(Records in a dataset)
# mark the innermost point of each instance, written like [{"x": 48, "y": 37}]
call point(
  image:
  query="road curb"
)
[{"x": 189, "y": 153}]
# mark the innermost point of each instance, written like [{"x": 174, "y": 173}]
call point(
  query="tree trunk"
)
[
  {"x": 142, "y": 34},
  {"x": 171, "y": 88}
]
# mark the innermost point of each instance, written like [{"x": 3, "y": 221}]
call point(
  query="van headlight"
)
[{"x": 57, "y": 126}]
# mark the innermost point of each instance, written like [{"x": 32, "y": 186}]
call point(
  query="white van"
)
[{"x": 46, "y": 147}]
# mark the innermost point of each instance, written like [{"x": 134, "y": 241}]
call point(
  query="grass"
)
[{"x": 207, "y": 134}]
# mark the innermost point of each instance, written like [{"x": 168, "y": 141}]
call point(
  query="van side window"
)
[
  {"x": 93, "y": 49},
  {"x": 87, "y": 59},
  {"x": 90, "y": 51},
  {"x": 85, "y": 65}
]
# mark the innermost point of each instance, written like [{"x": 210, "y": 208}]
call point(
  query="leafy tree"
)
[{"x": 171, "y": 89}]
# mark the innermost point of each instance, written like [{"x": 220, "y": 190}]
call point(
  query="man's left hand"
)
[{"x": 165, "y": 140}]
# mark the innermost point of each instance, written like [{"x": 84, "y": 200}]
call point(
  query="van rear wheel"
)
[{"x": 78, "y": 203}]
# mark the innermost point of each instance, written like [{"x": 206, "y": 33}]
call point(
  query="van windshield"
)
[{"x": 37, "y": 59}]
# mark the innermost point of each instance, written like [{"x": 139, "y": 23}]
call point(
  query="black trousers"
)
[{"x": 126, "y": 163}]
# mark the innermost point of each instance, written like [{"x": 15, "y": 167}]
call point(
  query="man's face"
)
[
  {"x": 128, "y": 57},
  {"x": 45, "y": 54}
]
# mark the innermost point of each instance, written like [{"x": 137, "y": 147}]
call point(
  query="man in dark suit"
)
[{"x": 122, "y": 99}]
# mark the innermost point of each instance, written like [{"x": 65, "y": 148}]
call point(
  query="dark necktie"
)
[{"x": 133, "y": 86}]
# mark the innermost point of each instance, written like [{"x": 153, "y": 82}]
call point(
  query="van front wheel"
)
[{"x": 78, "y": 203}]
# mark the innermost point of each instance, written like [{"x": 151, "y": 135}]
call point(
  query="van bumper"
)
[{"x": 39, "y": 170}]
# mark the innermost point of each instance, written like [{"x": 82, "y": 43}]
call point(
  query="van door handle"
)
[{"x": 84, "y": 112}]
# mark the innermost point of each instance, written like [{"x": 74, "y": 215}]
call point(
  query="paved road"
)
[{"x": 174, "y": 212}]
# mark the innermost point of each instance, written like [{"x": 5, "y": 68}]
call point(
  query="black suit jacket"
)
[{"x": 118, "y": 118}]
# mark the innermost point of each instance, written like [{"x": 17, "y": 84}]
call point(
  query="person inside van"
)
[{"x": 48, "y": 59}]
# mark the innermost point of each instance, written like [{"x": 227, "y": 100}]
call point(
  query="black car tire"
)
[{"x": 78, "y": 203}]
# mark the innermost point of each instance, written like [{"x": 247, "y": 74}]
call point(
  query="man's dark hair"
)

> _The exercise_: Identify each line in the listing that contains the string "wheel", and copy those lines.

> _Finished task_:
  query="van rear wheel"
  query="van front wheel"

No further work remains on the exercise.